Write out the lines from the line containing "the red sofa" through the final line of the listing below, exactly, omitting every other line.
- - - - - - -
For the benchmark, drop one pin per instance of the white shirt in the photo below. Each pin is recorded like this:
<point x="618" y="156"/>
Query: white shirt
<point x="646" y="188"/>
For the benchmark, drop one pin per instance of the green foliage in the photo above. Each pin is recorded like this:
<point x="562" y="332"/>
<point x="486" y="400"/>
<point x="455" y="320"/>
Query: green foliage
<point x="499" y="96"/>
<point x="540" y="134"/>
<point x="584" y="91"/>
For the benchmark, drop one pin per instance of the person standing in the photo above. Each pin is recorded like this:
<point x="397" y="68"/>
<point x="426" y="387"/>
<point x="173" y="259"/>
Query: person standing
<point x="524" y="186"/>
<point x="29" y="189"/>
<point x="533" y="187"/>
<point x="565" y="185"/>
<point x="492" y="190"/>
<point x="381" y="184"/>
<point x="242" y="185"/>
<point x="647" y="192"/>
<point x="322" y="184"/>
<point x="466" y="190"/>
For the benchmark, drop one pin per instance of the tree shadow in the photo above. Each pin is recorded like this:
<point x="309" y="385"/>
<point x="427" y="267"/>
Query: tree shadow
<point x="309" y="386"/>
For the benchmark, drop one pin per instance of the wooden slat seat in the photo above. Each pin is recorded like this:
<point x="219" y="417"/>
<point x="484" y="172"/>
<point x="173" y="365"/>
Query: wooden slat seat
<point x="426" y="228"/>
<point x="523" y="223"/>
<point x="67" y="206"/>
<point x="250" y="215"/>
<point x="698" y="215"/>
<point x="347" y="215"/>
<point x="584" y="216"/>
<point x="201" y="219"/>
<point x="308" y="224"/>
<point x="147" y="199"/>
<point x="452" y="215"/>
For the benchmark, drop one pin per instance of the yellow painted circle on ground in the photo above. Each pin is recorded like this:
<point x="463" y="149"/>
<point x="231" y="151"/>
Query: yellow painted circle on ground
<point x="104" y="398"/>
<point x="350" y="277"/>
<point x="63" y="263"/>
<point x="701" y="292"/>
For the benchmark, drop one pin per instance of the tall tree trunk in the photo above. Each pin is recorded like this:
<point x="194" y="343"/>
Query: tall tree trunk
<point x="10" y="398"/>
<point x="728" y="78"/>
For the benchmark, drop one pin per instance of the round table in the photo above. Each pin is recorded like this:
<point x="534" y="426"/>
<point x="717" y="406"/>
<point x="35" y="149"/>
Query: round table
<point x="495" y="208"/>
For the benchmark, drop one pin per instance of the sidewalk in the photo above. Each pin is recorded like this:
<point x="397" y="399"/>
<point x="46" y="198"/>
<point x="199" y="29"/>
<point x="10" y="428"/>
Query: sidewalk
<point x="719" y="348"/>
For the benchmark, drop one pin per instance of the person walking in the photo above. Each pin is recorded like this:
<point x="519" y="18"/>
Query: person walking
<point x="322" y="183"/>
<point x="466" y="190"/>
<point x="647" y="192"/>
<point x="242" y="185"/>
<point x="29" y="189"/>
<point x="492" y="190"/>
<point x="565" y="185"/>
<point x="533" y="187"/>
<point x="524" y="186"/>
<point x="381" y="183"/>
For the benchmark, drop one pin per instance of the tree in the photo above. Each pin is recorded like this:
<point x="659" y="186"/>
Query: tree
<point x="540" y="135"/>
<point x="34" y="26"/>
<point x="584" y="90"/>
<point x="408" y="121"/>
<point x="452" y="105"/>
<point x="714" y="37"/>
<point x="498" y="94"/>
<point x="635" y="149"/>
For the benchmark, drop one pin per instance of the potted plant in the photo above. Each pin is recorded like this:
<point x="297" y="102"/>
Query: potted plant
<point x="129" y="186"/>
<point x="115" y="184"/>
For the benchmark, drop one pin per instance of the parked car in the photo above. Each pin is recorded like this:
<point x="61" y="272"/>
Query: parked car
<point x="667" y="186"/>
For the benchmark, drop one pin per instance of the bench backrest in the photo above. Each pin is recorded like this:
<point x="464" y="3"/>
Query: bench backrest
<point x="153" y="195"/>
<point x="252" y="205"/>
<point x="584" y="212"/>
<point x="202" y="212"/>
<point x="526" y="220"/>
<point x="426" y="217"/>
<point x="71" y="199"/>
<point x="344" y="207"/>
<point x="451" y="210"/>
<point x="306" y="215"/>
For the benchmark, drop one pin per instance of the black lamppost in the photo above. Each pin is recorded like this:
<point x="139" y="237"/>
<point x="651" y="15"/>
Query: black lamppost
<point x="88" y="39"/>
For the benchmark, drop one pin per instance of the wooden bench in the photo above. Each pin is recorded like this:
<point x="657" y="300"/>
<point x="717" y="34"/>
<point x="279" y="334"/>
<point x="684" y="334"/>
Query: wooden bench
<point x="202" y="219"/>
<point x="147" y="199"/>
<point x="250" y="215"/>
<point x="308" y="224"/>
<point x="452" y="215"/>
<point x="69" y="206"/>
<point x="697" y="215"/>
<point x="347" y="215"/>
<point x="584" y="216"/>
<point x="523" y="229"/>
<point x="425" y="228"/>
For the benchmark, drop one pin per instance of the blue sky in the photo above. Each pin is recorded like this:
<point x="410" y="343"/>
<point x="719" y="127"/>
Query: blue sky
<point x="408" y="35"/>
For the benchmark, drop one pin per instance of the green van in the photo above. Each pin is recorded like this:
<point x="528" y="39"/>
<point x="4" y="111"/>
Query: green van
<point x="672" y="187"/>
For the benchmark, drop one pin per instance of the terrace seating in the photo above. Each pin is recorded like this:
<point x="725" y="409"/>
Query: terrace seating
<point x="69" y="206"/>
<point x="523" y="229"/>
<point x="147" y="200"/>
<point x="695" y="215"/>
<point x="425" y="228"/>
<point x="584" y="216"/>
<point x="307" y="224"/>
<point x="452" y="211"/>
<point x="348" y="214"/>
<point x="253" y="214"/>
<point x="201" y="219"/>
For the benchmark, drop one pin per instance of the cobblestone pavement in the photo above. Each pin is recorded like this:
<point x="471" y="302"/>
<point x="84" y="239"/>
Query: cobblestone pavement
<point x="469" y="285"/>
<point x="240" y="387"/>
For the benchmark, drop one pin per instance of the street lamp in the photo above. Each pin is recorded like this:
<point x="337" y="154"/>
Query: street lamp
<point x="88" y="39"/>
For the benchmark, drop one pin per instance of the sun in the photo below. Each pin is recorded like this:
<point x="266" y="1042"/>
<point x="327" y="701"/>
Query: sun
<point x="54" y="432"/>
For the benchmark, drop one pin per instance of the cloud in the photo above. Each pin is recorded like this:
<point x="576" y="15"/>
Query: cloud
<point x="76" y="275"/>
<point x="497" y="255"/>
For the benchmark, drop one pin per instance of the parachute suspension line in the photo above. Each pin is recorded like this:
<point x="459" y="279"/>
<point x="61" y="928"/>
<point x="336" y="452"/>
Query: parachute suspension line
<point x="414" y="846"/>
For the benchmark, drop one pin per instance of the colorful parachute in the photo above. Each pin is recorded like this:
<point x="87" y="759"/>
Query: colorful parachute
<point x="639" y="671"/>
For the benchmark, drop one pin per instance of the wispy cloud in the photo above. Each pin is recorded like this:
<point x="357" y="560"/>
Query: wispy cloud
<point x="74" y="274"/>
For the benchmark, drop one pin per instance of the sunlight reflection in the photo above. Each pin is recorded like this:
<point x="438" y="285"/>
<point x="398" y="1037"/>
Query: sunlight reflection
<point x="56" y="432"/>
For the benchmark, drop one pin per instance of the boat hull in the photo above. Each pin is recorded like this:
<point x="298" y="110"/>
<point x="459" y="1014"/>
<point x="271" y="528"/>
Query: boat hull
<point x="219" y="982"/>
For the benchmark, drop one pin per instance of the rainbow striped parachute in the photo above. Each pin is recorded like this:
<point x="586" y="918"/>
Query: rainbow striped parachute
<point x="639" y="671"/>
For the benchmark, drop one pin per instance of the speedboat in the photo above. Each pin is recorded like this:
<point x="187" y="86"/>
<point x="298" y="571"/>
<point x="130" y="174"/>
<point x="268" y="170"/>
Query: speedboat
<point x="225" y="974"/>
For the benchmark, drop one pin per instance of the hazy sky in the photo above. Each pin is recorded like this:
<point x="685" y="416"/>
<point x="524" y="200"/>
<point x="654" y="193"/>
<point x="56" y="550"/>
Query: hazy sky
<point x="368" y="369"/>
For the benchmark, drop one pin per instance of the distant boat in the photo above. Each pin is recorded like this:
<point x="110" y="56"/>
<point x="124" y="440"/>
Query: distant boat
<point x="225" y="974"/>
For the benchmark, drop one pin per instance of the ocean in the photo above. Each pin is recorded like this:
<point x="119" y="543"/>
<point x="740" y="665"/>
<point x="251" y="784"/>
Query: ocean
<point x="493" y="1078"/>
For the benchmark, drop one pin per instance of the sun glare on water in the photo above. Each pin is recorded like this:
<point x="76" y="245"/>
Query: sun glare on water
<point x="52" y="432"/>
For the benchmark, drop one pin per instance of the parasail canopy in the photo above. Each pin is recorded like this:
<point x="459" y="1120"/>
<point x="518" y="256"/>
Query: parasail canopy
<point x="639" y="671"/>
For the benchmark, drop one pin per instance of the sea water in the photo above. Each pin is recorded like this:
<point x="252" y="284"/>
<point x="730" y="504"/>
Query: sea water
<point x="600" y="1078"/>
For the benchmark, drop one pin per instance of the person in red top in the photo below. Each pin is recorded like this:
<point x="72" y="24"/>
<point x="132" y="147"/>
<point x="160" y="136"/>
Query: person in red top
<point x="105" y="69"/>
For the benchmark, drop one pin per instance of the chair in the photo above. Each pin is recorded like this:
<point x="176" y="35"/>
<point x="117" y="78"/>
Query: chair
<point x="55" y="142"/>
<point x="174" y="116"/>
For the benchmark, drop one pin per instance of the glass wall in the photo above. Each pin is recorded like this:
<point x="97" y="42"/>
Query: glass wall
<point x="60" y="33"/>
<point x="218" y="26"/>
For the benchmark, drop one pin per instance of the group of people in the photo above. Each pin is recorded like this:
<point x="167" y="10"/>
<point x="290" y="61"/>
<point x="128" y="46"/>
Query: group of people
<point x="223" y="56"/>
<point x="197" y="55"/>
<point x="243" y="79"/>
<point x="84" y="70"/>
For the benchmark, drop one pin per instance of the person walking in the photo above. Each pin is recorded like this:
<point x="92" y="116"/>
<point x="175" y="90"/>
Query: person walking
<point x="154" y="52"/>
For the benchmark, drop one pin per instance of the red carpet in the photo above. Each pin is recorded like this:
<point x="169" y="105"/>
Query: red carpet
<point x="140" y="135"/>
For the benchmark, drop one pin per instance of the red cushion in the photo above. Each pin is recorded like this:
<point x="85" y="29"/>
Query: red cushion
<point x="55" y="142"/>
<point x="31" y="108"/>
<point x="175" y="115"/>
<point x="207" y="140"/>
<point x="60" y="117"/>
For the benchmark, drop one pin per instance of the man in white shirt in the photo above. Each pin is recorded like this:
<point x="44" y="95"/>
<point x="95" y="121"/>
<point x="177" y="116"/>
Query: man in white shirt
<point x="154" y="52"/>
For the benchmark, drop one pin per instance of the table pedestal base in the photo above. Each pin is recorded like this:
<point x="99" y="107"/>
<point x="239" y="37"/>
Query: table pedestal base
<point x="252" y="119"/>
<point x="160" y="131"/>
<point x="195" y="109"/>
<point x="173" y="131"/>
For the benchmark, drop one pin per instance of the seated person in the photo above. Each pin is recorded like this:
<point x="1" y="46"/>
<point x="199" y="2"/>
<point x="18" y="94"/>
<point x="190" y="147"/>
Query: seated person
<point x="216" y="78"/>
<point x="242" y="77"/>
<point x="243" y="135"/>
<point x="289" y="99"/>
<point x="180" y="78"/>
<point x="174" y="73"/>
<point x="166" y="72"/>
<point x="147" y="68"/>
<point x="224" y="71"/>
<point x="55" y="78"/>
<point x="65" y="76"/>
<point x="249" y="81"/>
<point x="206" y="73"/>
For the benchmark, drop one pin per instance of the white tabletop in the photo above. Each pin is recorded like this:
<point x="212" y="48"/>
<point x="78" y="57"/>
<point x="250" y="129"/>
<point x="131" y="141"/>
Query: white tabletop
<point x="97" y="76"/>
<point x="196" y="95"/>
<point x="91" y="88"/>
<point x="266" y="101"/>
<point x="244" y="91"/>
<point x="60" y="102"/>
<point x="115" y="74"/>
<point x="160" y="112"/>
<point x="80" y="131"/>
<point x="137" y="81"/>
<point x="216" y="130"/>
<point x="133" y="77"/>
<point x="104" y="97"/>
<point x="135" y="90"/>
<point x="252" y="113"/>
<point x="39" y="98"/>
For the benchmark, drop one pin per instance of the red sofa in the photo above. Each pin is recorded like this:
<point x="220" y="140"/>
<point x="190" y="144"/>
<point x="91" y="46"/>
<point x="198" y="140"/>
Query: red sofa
- - - - - - -
• Exercise response:
For the benchmark, drop one pin per instance of the red sofa in the photo above. Each pin is recorded like this:
<point x="220" y="140"/>
<point x="190" y="144"/>
<point x="91" y="46"/>
<point x="198" y="140"/>
Query: red sofa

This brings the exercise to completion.